Short problem
Rewrite all of the material below, changing every "tight box" to "bounding box" and keeping everything else the same.

Given data
..........
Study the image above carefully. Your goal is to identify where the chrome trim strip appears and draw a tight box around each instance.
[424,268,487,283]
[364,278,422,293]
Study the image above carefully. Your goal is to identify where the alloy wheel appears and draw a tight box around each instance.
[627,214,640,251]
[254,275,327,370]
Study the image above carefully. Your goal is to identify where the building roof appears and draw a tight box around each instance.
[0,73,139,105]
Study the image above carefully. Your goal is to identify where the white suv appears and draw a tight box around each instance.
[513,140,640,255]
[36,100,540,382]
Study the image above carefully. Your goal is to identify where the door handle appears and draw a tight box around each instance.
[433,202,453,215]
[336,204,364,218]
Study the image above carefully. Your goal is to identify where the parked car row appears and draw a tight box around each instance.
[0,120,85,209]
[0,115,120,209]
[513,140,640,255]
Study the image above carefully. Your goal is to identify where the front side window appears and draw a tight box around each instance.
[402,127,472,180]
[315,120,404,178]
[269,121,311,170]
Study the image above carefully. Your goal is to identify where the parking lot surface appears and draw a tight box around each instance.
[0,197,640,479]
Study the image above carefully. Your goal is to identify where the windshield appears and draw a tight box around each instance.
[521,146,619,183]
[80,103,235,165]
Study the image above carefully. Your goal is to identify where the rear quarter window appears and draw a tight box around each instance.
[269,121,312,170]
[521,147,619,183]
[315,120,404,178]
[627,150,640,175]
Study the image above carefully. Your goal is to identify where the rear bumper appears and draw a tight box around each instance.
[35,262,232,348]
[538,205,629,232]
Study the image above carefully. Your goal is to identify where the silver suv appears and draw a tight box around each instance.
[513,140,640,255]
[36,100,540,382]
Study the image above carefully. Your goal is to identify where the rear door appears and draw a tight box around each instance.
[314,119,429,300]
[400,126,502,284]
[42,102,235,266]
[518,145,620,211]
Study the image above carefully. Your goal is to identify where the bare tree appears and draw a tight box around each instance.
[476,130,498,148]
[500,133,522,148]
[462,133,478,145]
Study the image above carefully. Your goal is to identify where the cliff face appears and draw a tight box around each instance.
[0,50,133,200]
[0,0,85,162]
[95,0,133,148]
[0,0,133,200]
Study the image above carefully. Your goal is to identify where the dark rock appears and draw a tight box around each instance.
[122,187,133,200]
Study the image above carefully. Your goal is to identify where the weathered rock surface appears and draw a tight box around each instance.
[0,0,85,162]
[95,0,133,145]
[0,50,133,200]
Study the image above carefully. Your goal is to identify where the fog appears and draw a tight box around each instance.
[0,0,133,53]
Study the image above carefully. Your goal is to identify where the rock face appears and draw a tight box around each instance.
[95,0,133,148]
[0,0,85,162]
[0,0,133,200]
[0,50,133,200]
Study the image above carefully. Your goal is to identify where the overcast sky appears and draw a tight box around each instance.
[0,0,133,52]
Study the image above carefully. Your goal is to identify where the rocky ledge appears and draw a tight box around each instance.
..........
Solution below
Study the image above carefully. Your goal is to identify where the chrome trim strip appears and draw a bounding box around each instance.
[424,268,487,283]
[364,278,422,293]
Study the image above carefully. Your goal is to identify where the alloy wheel appears and draw a bounding box around each instance.
[627,214,640,251]
[254,275,327,370]
Study the image above carefully. Your goal is to identify where the building roof appears and draw a bounding box around each instance.
[0,73,139,105]
Study the image above carefully. Your goal is to identify where the white suv appears and draw a bounding box around each instance.
[513,140,640,255]
[36,100,540,382]
Study the image above carefully. Your goal is to identify where the door handle appears and draw a bounding box around each instance.
[433,202,453,215]
[336,204,364,218]
Study the image above carefully. Your goal is to identify where the parked car row appears and draw a bounding box around each instance.
[0,120,85,209]
[0,115,120,209]
[513,140,640,255]
Study the image above carefully. Your goal is to identify where the front side window appears and draw a bounding box around each instance.
[402,127,472,180]
[315,120,404,178]
[269,121,311,170]
Study the image above carefully. Your goal is to identify where the parking lot surface appears and draw a bounding box around each instance.
[0,197,640,479]
Study the image above carefully. Your goal is to identify where the windshield appears and draw a bounding box around each instance.
[521,146,619,183]
[80,103,235,165]
Study the image above carefully. Your goal is to identify where the rear quarter window appears and draw a bounding box around each instance.
[269,121,312,170]
[521,147,619,183]
[315,120,404,178]
[627,150,640,175]
Study the image above carefully. Your goal is to identify where the rear bumper appears and draw a bounding box around each instance.
[35,262,232,348]
[538,205,629,232]
Study the image above carefully. Your goal is to identify where the silver suv appears and draw a bounding box around each instance.
[513,140,640,255]
[36,100,540,382]
Study the image above carefully. Your goal is to identify where the rear door appears and draw a bounding box around each instance.
[314,119,429,300]
[400,126,502,284]
[42,102,235,266]
[518,145,620,211]
Study the image above carefully. Your goal is to identify where the bare tree appears and draw a bounding box around each instance.
[476,130,498,148]
[500,133,522,148]
[462,133,478,145]
Study the image above carefully. Your goal is to identify where the cliff face appears and draw a bounding box around each instance.
[0,50,133,200]
[0,0,85,162]
[95,0,133,148]
[0,0,133,200]
Study the image above carefully. Your goal is to identify where the dark rock appears and draw a bounding box around each instance.
[122,187,133,200]
Study the image above carefully. Your goal is to identify where the weathered rock surface appears and draw a bounding box around each instance.
[0,0,85,162]
[95,0,133,145]
[0,50,133,200]
Study the image above carefully. Your goal is to identify where the fog appears and draw a bounding box around each instance.
[0,0,133,53]
Study the image above carefully. Your goal is to identify where the rock face appears and draw a bounding box around each instance.
[95,0,133,148]
[0,0,85,162]
[0,0,133,200]
[0,50,133,200]
Study the image above carefully. Your goal is to identify where the overcast sky appears and draw a bounding box around each instance.
[0,0,133,52]
Study the image above carefully. Your goal is to identify where the rocky ledge appears and draw a bounding box around each instance.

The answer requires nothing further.